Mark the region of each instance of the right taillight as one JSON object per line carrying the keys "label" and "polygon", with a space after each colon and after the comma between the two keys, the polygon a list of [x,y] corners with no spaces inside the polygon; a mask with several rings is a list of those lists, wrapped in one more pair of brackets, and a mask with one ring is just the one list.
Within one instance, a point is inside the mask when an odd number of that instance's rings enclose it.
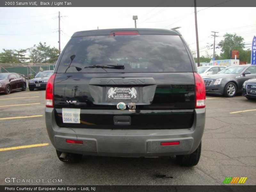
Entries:
{"label": "right taillight", "polygon": [[201,76],[194,73],[196,84],[196,108],[205,107],[205,87],[204,82]]}
{"label": "right taillight", "polygon": [[46,85],[45,99],[46,107],[53,107],[53,84],[56,73],[53,73],[48,80]]}

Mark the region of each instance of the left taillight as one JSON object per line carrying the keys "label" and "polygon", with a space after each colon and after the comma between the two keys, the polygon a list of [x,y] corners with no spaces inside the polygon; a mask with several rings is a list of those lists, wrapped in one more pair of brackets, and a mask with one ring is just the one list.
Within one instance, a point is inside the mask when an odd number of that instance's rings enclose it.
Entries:
{"label": "left taillight", "polygon": [[46,107],[53,107],[53,85],[56,73],[53,73],[49,78],[46,85],[45,99]]}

==================================================

THE TASK: Copy out every line of the records above, character for character, omitting only the pictures.

REPLY TO THE TASK:
Mark the region of each instance of the right taillight as one JSON object per line carrying the keys "label" and "polygon", with a space after each colon and after the comma between the two keys, the polygon a list of [x,y] corners with no spaces inside the polygon; a mask with several rings is a list of those lists, wrapped in one more pair of brackets, and a mask with one ring is just the one list.
Within one instance, a point is inside the mask when an odd number of that instance's rings enclose it.
Entries:
{"label": "right taillight", "polygon": [[201,76],[194,73],[196,84],[196,108],[205,107],[205,87],[204,82]]}
{"label": "right taillight", "polygon": [[46,85],[45,99],[46,107],[53,107],[53,84],[56,73],[53,73],[48,80]]}

Mark the region of each instance of the left taillight as one JSON object per line carrying the keys "label" and "polygon", with a space after each colon and after the comma between the two keys, the polygon a list of [x,y] corners with no spaces inside the polygon; a mask with several rings is a list of those lists, wrapped in one more pair of brackets, and a mask with one ring is just the one list.
Within one instance, a point is inside the mask when an odd number of that instance's rings enclose it.
Entries:
{"label": "left taillight", "polygon": [[46,107],[53,107],[53,85],[56,73],[53,73],[49,78],[46,85],[45,99]]}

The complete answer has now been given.